PROBLEM REQUIREMENTS: Swap "pick planner" for "route planner" throughout the lines below and write them out again, changing nothing else. Please leave the pictures out of your answer.

(Pointing dataset records)
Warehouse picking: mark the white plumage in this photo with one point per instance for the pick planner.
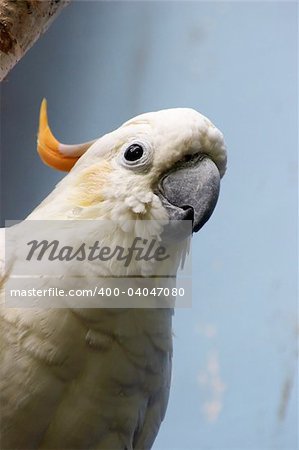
(99, 378)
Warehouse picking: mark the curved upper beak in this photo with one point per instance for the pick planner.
(190, 191)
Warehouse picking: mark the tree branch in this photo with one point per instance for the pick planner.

TASK RESPONSE:
Warehouse picking: mark the white plumage in this photo with one point per instance for the route planner.
(99, 378)
Warehouse picking: mark the curved upper beak in this photo with one point per instance for the route planner.
(190, 191)
Warehouse picking: mark the tree branch in this photo with one point per instance for the route planner.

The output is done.